Sidney Wade's sixth book, Straights & Narrows, in which her inquiring mind tumbles ludically and lucidly through short-lined, punctuation-free couplets. Opening bit: "Where is God / we ask in haste // and answer slow / in winter-paced // adagio." Random other favorite bit: "so here's the plan / I'll serve as // the bravura conduit / to intuitionland // and you provide / the filthy lucre."

Tracy K. Smith's third book, Life on Mars, in which science fiction and contemporary personal and political realities illuminate each other. Opening bit: "Is God being or pure force? The wind / Or what commands it?" Random other favorite bit: "I dream a little plot of land and six / Kid goats. Every night it rains. / Every morning sun breaks through / And the earth is firm again under our feet. // I am writing this so it will stay true."

Camille Dungy's third book, Smith Blue, whose title refers to an endangered species of California butterfly and whose poems lead us on a splendid tour of various other precarious states. Opening bit: "To love like God can love, sometimes. / Before the kettle boils to a whistle, quiet." Random other favorite bit: "Come here. Come over here / and see what the bird's nest is doing. / There are these small eggs, all of these / small eggs, none of them cracked yet, / but the big bird's away."

Required work:
a. In the text on poetry books, what does the title Smith Blue refer to?
b. Resume the text on poetry books from the point where it ends.

Entries:
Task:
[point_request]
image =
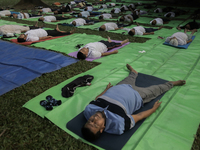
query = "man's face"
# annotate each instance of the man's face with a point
(84, 51)
(96, 122)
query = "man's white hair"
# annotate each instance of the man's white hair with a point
(173, 42)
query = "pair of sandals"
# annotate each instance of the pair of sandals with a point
(50, 102)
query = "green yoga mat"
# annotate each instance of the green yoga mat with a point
(173, 125)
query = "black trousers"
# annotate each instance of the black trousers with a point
(56, 33)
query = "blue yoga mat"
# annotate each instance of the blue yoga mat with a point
(21, 64)
(111, 141)
(181, 46)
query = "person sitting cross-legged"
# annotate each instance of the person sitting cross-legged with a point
(41, 34)
(180, 38)
(98, 49)
(112, 110)
(139, 30)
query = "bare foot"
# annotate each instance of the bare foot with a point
(125, 41)
(178, 83)
(131, 69)
(160, 27)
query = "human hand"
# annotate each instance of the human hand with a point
(109, 85)
(156, 105)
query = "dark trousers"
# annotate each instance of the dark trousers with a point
(56, 33)
(110, 45)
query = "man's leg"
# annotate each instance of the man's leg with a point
(57, 32)
(149, 93)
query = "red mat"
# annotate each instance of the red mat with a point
(29, 43)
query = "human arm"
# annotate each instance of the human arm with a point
(107, 87)
(46, 37)
(147, 113)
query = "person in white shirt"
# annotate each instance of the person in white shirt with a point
(115, 10)
(139, 30)
(88, 8)
(170, 14)
(5, 13)
(84, 14)
(131, 6)
(105, 16)
(103, 6)
(41, 34)
(45, 10)
(158, 10)
(53, 18)
(109, 26)
(130, 17)
(180, 38)
(88, 14)
(81, 22)
(98, 49)
(23, 15)
(159, 21)
(112, 4)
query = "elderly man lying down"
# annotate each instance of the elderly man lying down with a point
(41, 34)
(180, 38)
(112, 110)
(16, 29)
(98, 49)
(139, 30)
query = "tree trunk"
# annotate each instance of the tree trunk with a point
(29, 4)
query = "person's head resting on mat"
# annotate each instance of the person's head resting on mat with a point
(102, 28)
(173, 41)
(131, 32)
(79, 15)
(41, 19)
(74, 23)
(83, 53)
(101, 17)
(168, 15)
(121, 18)
(153, 22)
(22, 38)
(94, 126)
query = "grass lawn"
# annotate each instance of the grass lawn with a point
(20, 128)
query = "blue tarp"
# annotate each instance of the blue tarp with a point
(21, 64)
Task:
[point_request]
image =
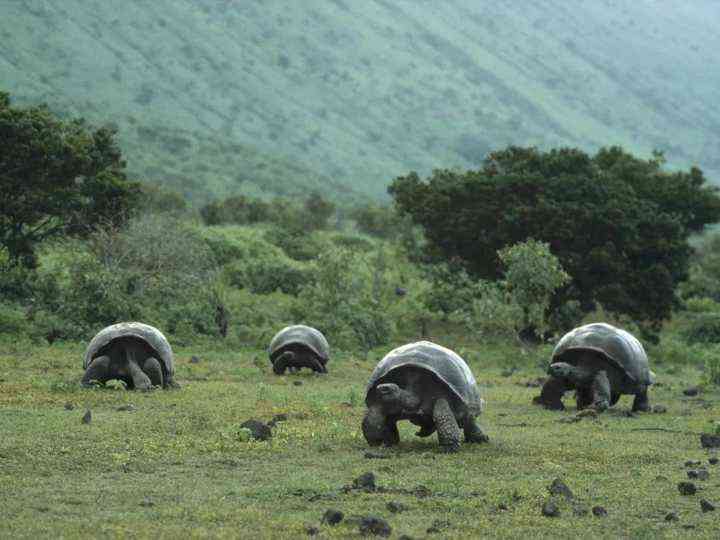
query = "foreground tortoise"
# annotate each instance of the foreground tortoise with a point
(133, 352)
(299, 346)
(429, 385)
(600, 362)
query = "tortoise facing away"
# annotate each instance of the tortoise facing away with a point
(429, 385)
(135, 353)
(299, 346)
(600, 362)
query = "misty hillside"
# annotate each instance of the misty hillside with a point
(214, 97)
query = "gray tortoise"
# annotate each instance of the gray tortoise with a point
(298, 346)
(133, 352)
(600, 362)
(429, 385)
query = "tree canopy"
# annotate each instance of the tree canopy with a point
(57, 177)
(618, 224)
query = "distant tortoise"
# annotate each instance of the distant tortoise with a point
(429, 385)
(133, 352)
(600, 362)
(299, 346)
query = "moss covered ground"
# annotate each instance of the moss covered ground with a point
(176, 465)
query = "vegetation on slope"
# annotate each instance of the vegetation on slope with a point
(362, 92)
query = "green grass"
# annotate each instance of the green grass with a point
(175, 466)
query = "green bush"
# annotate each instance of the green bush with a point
(267, 274)
(157, 270)
(349, 300)
(703, 328)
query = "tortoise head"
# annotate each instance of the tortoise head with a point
(395, 399)
(562, 370)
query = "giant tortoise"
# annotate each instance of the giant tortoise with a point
(429, 385)
(135, 353)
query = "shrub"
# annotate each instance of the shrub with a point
(348, 300)
(703, 328)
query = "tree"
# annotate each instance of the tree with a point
(618, 224)
(56, 177)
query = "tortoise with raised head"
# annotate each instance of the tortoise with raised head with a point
(601, 363)
(429, 385)
(135, 353)
(298, 346)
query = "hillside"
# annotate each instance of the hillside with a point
(219, 96)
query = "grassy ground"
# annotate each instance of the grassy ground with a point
(174, 466)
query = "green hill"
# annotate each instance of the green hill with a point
(219, 96)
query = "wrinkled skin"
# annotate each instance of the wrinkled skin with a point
(129, 360)
(295, 358)
(417, 396)
(597, 385)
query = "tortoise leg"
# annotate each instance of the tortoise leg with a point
(98, 370)
(583, 397)
(448, 430)
(427, 427)
(314, 363)
(283, 362)
(601, 391)
(392, 435)
(473, 432)
(551, 394)
(641, 402)
(139, 379)
(373, 426)
(152, 368)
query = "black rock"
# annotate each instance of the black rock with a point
(332, 517)
(129, 407)
(375, 455)
(687, 488)
(371, 525)
(709, 441)
(558, 487)
(438, 526)
(700, 474)
(396, 507)
(550, 509)
(365, 481)
(258, 430)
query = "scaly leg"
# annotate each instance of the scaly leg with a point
(641, 402)
(153, 369)
(551, 394)
(373, 426)
(473, 431)
(139, 379)
(448, 430)
(601, 391)
(98, 370)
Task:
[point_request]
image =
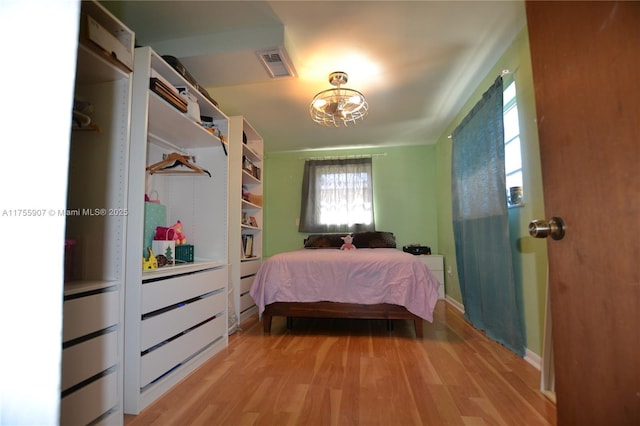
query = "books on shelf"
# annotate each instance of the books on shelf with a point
(251, 168)
(247, 246)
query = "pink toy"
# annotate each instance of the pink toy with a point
(164, 234)
(348, 243)
(178, 237)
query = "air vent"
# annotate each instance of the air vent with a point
(277, 63)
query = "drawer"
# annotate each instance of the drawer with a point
(171, 323)
(86, 359)
(433, 262)
(246, 301)
(166, 292)
(249, 267)
(246, 283)
(84, 315)
(158, 362)
(88, 403)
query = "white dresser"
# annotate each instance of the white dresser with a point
(435, 263)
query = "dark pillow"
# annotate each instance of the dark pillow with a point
(373, 239)
(324, 241)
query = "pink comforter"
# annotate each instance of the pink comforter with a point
(364, 276)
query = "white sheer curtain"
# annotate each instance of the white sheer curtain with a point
(337, 196)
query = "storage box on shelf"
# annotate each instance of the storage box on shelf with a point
(96, 220)
(176, 316)
(245, 212)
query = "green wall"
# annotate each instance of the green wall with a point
(529, 254)
(404, 190)
(412, 195)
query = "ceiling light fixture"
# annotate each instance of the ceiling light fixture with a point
(333, 107)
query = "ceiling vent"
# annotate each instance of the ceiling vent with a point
(277, 63)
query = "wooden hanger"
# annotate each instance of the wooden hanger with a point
(174, 160)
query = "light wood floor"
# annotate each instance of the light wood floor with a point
(356, 372)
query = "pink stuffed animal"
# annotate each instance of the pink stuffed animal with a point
(348, 243)
(178, 236)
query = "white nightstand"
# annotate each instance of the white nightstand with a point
(435, 263)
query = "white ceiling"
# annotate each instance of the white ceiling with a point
(416, 61)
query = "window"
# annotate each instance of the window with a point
(512, 152)
(337, 196)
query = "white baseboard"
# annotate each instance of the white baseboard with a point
(531, 357)
(453, 302)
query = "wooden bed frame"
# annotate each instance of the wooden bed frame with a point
(339, 310)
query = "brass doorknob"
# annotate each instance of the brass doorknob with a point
(555, 228)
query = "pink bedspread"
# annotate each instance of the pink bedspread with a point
(364, 276)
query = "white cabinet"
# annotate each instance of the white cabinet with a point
(176, 315)
(435, 263)
(245, 212)
(96, 220)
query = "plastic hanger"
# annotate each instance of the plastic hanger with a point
(174, 160)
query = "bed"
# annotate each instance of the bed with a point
(375, 281)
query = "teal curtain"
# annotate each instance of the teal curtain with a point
(481, 225)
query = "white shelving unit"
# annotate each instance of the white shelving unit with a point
(176, 316)
(245, 212)
(92, 356)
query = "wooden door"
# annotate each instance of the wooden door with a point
(586, 71)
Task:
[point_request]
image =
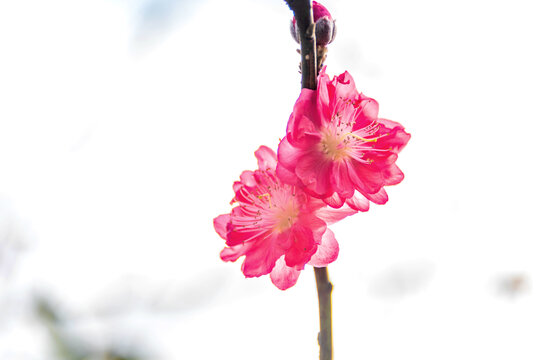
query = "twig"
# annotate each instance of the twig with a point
(309, 70)
(324, 287)
(303, 13)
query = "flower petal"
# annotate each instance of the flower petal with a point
(262, 256)
(234, 252)
(267, 160)
(331, 216)
(284, 276)
(358, 202)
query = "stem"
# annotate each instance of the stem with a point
(324, 287)
(303, 13)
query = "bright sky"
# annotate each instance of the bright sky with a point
(120, 141)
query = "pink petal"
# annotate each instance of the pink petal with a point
(305, 117)
(314, 171)
(327, 251)
(379, 198)
(341, 181)
(284, 276)
(306, 234)
(267, 160)
(335, 200)
(234, 252)
(220, 224)
(262, 256)
(247, 178)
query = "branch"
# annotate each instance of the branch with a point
(303, 12)
(325, 337)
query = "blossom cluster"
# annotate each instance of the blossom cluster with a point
(336, 157)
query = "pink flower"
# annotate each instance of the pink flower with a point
(336, 147)
(325, 28)
(277, 227)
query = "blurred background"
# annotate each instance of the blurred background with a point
(123, 124)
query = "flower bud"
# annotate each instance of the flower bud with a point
(325, 29)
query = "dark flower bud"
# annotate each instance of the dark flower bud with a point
(325, 29)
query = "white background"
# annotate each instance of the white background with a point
(124, 123)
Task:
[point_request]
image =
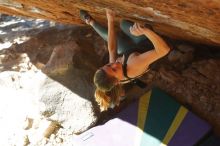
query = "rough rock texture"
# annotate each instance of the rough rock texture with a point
(194, 20)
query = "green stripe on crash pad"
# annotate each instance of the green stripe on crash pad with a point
(175, 125)
(143, 105)
(161, 113)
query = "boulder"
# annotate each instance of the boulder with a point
(188, 20)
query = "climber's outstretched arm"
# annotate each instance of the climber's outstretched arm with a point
(161, 48)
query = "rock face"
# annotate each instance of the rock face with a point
(189, 20)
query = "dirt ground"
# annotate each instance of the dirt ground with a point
(190, 72)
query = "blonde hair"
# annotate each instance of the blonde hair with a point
(106, 98)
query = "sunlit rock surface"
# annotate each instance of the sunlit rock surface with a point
(189, 20)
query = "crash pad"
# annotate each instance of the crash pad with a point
(156, 119)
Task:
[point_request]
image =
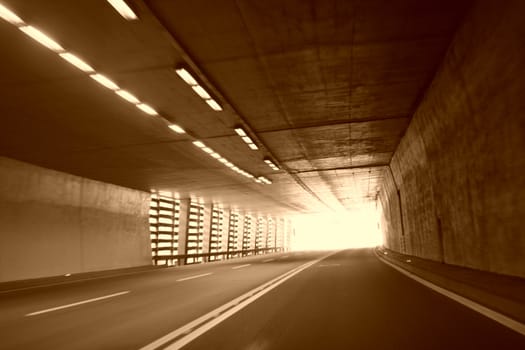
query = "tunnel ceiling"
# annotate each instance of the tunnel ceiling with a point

Answers for the tasks:
a. An endangered species of California butterfly.

b.
(This God-in-the-first-line thing is, I swear, a coincidence, discovered while writing this post...)

And finally, Rodney Jones's career-spanning selected, Salvation Blues, chock full of his colorful (and often off-color) narratives with their coloratura digressions that swoop between the soil and sky of speech and thought. Opening bit: "Almost as though the eggs run and leap back into their shells / And the shells seal behind them..." Random other favorite bit: "And here on my front porch, midnight, in Jefferson's paved Virginia, / all the good students are smoking dope and talking about God."

David Caplan
I am midway through two books, both of which I am enjoying, but for different reasons. James Longenbach’s The Virtues of Poetry offers a model of critical elegance, economy, and insight. The graceful book says a great deal about poetry with understated sophistication. Yael Unterman’s biography, Nehama Leibowitz: Teacher and Bible Scholar resembles its subject: learned, provocative, and immensely entertaining. One anecdote among many: discussing Pharaoh’s dream of seven cows, Leibowitz cited the eminent commentator Rashi, who analyzed the dream symbolically. Leibowitz retorted, “And who asked Rashi to interpret Pharaoh’s dream?”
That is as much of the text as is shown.